PROBLEM DESCRIPTION
Pull out every line in the records below that contains the word "pedestal", and copy each one in full.

LISTED ENTRIES
BEGIN

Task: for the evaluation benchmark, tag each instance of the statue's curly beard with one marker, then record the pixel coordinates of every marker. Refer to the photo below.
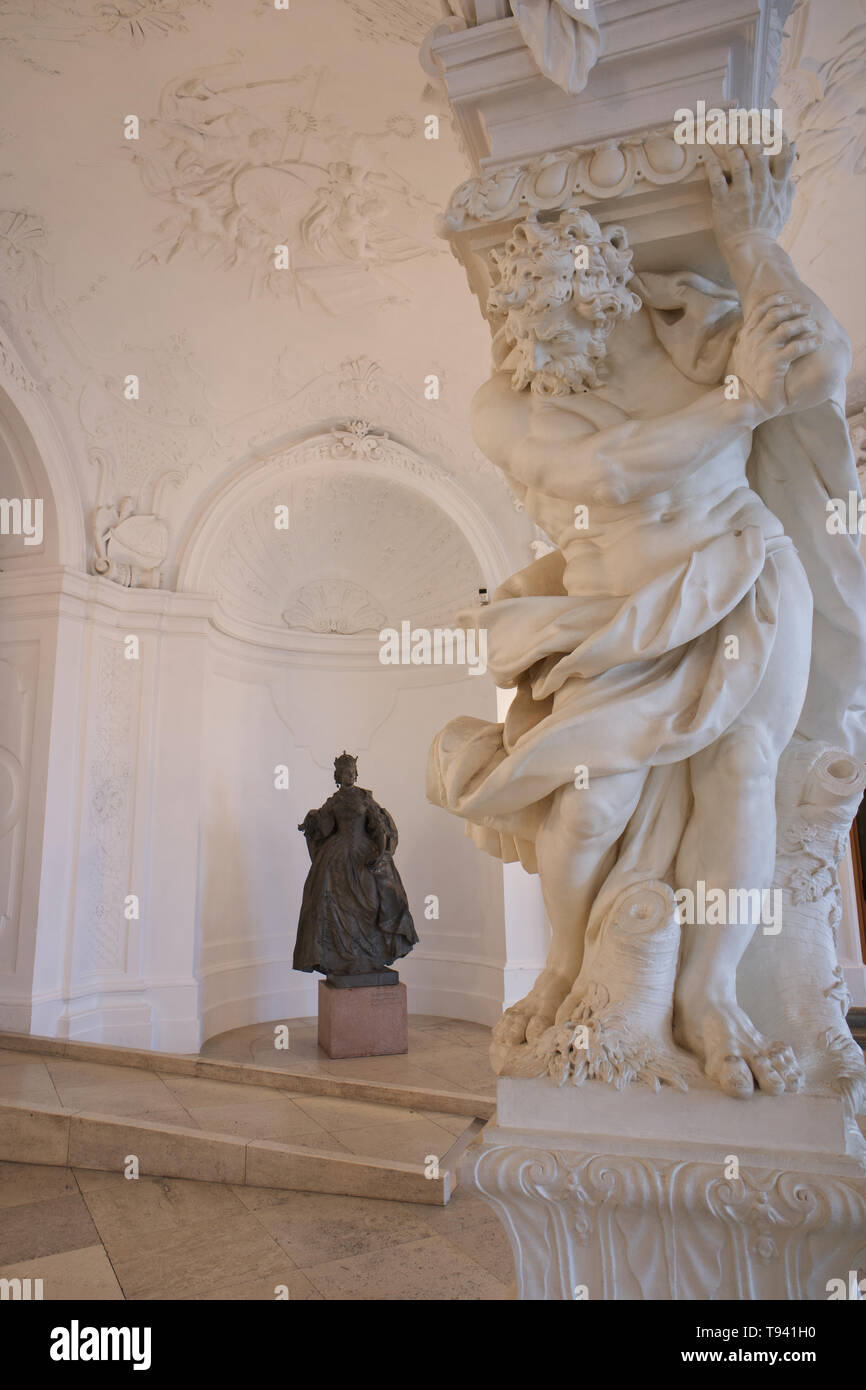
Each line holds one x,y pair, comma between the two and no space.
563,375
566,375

END
BEGIN

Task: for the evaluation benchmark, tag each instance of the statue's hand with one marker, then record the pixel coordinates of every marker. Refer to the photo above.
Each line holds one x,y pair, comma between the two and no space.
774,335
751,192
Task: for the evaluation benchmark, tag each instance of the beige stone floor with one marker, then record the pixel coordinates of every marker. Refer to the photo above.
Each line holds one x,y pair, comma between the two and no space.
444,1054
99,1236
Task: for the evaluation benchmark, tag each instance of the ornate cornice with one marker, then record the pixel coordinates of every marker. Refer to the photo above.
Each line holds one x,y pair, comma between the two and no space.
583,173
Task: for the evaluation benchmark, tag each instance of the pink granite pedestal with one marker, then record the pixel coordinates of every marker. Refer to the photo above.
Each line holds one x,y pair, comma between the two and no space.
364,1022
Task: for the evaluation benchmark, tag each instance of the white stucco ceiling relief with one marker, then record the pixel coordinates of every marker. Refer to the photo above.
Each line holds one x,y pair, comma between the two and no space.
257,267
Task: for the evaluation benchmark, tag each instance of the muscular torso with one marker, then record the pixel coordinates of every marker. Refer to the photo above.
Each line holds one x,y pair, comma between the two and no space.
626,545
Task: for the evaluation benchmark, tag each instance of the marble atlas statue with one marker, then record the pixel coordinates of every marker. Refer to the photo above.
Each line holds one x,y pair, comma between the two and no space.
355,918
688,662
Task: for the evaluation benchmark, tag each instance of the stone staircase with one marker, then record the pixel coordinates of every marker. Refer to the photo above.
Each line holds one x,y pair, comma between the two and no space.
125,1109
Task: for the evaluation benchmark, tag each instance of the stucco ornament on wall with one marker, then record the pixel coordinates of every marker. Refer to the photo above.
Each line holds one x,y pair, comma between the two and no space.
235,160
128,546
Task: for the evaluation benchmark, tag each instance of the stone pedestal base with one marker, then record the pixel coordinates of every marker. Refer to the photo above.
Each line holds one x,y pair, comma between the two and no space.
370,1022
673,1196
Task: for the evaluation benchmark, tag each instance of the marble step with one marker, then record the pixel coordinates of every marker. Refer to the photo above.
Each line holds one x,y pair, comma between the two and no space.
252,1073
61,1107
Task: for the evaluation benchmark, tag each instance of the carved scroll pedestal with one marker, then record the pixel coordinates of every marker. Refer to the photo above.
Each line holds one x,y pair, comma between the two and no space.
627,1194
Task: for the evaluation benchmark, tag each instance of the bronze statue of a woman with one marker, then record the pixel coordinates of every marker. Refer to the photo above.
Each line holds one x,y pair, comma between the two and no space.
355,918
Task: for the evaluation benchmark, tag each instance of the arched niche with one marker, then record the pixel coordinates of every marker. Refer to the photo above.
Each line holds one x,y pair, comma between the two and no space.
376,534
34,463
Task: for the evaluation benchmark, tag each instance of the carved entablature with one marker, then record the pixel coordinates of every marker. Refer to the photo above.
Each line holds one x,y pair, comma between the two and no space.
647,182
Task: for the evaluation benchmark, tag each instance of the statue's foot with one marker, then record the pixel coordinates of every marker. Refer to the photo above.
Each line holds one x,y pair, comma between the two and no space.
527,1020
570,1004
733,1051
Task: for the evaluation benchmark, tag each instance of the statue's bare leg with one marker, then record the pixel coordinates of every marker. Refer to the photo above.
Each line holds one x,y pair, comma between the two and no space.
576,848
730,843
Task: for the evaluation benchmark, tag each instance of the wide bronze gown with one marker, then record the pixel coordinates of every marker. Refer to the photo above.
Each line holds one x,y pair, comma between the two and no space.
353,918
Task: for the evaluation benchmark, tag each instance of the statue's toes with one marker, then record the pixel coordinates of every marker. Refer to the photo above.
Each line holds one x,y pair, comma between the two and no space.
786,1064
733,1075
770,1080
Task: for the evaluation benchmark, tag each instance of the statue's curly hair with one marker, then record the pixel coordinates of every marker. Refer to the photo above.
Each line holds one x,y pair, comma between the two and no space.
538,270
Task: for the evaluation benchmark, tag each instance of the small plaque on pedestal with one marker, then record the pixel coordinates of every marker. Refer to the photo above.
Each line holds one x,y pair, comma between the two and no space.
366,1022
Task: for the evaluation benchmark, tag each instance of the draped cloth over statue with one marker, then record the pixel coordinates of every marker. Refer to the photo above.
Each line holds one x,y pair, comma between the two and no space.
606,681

END

EXPECTED ANSWER
Task: for the evaluation benchmark, tag each instance of the pink granite pedestal with one marker, then record the pixel coordinates of every marker. Refer to the photo above.
Task: for the evaluation benchmark, tag each instance of the stone pedestal base with one marker, then record the pixel coordinates of every marker. Refer to the photo above.
Task: for the evaluation benchmark, tag each instance of the carved scroll pedestal with one marker, then record the pixel coordinates of every marker. Refer to the photo above.
Task: for the evaluation benchmark, tag each instance of the small plaque on pedestal with one marker, then record the pixel coordinates of every marker. Refer to the photo above.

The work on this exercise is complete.